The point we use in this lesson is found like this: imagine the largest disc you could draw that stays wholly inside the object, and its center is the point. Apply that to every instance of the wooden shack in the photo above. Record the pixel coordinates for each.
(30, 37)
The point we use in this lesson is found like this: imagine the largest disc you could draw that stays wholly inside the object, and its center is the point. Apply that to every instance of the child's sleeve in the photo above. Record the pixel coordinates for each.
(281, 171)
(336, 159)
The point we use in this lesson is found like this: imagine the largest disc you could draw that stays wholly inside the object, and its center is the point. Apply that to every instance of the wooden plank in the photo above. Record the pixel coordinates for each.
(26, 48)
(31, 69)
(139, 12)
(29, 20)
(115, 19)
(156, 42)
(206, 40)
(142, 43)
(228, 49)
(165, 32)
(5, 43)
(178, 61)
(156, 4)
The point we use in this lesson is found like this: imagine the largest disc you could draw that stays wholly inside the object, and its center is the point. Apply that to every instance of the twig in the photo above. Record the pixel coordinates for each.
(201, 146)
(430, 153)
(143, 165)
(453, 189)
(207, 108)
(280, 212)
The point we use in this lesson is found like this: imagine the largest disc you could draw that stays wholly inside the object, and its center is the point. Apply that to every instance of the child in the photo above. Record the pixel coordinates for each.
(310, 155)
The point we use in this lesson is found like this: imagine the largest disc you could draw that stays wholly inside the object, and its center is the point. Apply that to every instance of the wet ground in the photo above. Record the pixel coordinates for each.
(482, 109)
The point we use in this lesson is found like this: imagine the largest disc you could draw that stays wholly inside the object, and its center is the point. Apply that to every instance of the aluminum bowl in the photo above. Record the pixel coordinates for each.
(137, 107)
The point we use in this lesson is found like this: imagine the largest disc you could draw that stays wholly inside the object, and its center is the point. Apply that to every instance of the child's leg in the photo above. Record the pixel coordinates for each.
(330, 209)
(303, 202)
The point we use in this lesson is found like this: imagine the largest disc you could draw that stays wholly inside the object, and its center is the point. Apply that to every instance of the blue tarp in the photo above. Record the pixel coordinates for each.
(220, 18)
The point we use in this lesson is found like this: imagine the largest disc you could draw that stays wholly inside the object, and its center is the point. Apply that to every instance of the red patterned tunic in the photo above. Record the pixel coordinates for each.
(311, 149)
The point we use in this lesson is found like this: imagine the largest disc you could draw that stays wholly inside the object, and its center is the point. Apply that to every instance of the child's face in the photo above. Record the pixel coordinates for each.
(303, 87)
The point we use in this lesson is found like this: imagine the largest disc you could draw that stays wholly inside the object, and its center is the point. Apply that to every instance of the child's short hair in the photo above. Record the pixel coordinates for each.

◆ ◆ ◆ ◆ ◆

Task:
Everything from the line containing "the red patterned" to the last line of the entries above should be quoted exactly, and only that.

Expected output:
The point we use in this lesson is found like this: imagine the largest disc you could draw that stays wholly inside the object, and its center is the point. Apply that to every instance of the red patterned tunic in the photo above. Record the pixel coordinates for each.
(311, 149)
The point we use in this lesson is found like this: imagine the largest disc you could draw that stays wholly inside the object, and its center is the point. Apply that to every instance of the child's face in the photo above. Record the pixel coordinates for each.
(303, 87)
The point we use in this lesson is found like this: imagine the largest disc you could draw that stays wholly inside the object, and its center is the point. Apply that to every instance of the child's short hair in the photo above. Record the pixel coordinates for each.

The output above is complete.